→ **Tugas yang Dikerjakan**
1/ Dalam kutipan tentang pendidikan karakter, pendapat siapa yang disebut secara langsung?
2/ Kembalikan bagian kutipan tentang pendidikan karakter persis apa adanya, mulai dari "Sekolah adalah" hingga dan termasuk "mempengaruhi pembentukan karakternya.".

→ **Kutipan Dokumen**
★ ★ ★ ★ ★
Faktor keluarga sangat
berperan dalam membentuk karakter anak. Namun kematangan emosi social ini
selanjutnya sangat dipengaruhi oleh lingkungan sekolah sejak usia dini sampai
usia remaja. Bahkan menurut Daniel Goleman, banyaknya orang tua yang gagal
dalam mendidik anak-anak, kematangan, emosi social anak dapat dikoreksi dengan
memberikan latihan pendidikan karakter kepada anak-anak di sekolah terutama
sejak usia dini.
Sekolah adalah
tempat yang strategis untuk pendidikan karakter karena anak-anak dari semua
lapisan akan mengenyam pendidikan di sekolah. Selain itu anak-anak menghabiskan
sebagian besar waktunya di sekolah, sehingga apa yang didapatkannya di sekolah
akan mempengaruhi pembentukan karakternya.
★ ★ ★ ★ ★
→ **Data yang Diberikan**

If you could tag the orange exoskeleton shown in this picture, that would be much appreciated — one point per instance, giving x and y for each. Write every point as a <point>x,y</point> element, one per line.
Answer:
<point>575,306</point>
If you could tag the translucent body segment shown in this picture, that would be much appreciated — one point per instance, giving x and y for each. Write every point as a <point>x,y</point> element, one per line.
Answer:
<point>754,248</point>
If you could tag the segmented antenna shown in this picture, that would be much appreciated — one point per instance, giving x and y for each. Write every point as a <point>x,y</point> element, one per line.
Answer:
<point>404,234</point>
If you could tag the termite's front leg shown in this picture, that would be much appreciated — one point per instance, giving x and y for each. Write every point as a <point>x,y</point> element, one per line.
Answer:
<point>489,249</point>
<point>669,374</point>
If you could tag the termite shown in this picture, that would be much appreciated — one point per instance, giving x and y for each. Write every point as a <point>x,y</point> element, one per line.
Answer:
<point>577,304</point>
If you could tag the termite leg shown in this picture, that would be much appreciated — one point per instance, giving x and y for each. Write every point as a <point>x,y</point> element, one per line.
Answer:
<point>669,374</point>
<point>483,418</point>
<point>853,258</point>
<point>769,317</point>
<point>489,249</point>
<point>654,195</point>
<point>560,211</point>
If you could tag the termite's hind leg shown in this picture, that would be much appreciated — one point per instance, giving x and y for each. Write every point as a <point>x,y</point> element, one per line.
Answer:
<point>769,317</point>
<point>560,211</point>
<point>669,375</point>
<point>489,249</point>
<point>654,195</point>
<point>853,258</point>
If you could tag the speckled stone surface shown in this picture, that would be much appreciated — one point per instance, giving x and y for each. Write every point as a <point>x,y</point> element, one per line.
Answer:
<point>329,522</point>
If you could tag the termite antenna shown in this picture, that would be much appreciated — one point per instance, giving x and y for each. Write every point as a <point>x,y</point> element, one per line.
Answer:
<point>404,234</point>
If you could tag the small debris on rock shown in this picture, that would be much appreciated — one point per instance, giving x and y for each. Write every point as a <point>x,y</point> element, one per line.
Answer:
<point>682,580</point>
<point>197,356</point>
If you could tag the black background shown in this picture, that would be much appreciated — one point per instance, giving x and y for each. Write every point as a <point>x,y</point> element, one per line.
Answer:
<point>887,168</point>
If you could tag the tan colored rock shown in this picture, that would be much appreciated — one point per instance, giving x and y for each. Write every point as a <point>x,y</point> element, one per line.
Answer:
★ ★ ★ ★ ★
→ **Jawaban Tugas**
1/ Daniel Goleman

2/
Sekolah adalah
tempat yang strategis untuk pendidikan karakter karena anak-anak dari semua
lapisan akan mengenyam pendidikan di sekolah. Selain itu anak-anak menghabiskan
sebagian besar waktunya di sekolah, sehingga apa yang didapatkannya di sekolah
akan mempengaruhi pembentukan karakternya.